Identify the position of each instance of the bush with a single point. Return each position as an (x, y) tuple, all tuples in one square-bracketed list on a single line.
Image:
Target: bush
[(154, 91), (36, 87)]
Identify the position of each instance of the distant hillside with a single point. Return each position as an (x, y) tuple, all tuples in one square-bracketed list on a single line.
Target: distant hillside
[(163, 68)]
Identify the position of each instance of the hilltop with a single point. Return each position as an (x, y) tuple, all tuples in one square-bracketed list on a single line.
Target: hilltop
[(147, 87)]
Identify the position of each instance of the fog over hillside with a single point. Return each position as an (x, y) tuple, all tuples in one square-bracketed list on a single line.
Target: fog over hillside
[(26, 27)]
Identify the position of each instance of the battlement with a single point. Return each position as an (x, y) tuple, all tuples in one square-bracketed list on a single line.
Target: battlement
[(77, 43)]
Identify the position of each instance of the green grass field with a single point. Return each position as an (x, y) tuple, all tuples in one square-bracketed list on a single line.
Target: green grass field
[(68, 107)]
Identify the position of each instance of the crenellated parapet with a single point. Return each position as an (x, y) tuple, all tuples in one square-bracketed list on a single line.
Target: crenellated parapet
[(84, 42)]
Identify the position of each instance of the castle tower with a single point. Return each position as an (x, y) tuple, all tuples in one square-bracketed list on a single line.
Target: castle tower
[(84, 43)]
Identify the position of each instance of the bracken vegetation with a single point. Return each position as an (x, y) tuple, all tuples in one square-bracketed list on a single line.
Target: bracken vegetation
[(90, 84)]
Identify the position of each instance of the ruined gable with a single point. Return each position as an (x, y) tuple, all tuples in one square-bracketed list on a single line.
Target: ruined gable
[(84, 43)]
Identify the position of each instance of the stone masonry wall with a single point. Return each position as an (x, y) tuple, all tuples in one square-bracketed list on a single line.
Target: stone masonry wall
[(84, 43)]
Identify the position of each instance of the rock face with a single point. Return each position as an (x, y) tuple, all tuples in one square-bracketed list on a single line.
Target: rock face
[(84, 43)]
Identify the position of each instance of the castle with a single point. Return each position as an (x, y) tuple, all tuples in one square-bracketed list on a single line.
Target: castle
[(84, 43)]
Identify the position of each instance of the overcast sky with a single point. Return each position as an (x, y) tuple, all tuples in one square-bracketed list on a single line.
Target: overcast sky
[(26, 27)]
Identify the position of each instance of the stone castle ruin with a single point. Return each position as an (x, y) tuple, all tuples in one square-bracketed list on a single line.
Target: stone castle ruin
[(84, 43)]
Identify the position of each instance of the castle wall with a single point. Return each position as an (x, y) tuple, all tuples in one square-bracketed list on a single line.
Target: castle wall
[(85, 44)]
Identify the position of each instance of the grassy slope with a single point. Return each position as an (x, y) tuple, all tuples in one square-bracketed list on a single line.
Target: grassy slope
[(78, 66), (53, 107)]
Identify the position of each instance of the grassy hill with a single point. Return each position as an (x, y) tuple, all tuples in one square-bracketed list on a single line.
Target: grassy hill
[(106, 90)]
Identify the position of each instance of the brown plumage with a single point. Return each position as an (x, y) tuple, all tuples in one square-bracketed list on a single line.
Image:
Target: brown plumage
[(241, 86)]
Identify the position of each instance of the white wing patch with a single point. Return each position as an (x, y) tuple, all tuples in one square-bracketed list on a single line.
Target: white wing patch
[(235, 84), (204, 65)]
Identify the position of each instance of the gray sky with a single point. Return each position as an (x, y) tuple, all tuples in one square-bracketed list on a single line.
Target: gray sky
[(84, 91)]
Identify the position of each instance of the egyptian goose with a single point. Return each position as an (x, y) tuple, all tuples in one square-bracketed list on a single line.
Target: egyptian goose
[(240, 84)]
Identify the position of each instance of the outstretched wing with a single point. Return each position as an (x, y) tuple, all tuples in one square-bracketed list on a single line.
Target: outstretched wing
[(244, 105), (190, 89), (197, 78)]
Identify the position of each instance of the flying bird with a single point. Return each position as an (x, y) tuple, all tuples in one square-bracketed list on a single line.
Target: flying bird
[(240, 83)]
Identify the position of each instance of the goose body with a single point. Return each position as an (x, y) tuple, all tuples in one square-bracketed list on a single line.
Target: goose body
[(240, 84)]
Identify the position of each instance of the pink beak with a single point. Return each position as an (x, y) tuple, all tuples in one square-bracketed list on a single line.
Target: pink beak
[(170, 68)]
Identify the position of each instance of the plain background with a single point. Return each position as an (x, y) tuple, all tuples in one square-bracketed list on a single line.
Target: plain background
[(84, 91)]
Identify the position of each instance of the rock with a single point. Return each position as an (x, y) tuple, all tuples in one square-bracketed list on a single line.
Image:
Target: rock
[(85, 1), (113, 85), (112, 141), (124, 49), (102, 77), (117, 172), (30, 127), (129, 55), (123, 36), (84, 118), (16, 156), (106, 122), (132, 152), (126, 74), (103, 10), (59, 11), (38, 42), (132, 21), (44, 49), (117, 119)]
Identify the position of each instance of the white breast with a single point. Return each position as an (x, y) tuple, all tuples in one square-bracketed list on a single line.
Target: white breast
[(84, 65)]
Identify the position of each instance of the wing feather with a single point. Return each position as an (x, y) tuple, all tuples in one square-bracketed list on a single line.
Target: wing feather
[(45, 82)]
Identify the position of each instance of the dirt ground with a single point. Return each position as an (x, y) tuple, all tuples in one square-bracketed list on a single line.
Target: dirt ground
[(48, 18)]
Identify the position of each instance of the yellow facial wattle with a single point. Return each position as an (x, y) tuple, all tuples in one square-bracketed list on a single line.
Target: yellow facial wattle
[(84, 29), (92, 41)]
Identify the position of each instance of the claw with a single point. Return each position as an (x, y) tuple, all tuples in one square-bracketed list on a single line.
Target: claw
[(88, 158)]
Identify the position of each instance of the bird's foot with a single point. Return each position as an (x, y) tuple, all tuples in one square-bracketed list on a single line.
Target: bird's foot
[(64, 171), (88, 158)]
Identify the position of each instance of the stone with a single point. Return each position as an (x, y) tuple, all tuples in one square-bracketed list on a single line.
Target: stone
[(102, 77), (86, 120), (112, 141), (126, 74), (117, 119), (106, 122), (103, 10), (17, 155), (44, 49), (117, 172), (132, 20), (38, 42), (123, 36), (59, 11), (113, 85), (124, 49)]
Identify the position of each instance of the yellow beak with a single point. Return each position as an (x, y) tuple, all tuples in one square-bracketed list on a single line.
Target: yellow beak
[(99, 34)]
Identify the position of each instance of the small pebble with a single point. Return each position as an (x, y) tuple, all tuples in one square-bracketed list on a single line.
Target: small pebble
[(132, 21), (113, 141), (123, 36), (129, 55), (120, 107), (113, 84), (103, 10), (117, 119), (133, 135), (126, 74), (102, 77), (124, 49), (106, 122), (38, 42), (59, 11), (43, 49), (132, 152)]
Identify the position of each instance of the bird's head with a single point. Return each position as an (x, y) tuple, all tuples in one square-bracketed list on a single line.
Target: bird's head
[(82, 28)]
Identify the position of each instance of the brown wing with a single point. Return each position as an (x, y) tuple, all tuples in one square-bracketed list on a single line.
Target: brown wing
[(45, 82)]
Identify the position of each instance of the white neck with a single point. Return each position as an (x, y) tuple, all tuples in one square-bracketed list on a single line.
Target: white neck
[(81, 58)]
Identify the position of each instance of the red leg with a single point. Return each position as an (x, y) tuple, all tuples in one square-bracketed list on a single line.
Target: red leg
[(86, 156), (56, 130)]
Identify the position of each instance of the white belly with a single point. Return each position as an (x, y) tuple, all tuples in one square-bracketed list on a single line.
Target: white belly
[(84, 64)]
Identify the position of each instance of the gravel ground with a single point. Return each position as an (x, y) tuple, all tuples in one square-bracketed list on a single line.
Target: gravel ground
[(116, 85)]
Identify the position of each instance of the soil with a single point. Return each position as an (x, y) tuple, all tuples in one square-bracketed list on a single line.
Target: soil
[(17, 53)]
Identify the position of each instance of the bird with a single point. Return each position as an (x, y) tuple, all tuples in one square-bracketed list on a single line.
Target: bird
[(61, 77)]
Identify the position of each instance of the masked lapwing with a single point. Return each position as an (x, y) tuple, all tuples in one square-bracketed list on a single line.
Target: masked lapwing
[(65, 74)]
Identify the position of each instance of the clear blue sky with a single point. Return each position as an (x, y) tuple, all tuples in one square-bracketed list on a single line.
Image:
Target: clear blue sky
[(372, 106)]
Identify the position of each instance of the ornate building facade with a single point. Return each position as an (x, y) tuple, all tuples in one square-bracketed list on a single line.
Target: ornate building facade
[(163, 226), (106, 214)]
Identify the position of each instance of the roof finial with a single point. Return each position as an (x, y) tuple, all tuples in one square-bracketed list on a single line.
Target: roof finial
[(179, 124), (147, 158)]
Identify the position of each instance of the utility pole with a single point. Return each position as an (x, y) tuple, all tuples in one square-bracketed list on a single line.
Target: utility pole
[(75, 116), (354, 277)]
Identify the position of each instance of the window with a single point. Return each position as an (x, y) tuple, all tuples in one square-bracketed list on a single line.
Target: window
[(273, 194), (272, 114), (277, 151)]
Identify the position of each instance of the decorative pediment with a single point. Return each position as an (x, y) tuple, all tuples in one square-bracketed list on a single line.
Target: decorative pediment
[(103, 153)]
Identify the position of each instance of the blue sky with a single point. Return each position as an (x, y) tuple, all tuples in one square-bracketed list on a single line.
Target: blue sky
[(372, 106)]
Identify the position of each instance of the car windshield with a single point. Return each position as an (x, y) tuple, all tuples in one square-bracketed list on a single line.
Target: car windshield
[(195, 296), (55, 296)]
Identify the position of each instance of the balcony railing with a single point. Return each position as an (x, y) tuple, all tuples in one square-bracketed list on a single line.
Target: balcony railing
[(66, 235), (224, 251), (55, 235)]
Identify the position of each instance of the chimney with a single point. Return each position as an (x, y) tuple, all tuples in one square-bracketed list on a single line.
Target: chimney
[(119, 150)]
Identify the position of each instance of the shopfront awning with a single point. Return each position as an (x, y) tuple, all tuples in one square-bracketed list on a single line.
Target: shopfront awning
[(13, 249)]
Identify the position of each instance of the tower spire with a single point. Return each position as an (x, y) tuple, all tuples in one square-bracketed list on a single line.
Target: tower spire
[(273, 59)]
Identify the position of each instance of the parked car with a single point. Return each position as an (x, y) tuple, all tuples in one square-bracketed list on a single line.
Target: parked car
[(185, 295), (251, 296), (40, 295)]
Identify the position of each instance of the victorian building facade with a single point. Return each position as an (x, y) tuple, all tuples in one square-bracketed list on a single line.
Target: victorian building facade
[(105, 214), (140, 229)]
......
Required task: Reproduce, word for word, the stretch from the line containing "Identify the position of each instance of the shopfront" through the last of the items.

Final result:
Identify the position of each instance of the shopfront awning with a single point. Return each position as an (x, y) tuple, all tuples in one square-bracketed list on a single line.
Target: shopfront awning
[(13, 249)]
Identify the position of each instance of the tower spire with a single point. Return each position as an (x, y) tuple, all tuples in one square-bracketed list on a single line.
Target: tower spire
[(273, 59)]
Identify the position of each instance of the parked car with a single point. Return each position as an (x, y) tuple, all tuples in one square-bracketed list on a single line.
Target: parked car
[(185, 295), (251, 296), (40, 295)]
Identify the position of each instance of the victorian building facade with a single point. Return each position as an (x, y) tuple, all tuples in one square-bracketed list on a single line.
Target: victorian building facade
[(105, 214), (140, 229)]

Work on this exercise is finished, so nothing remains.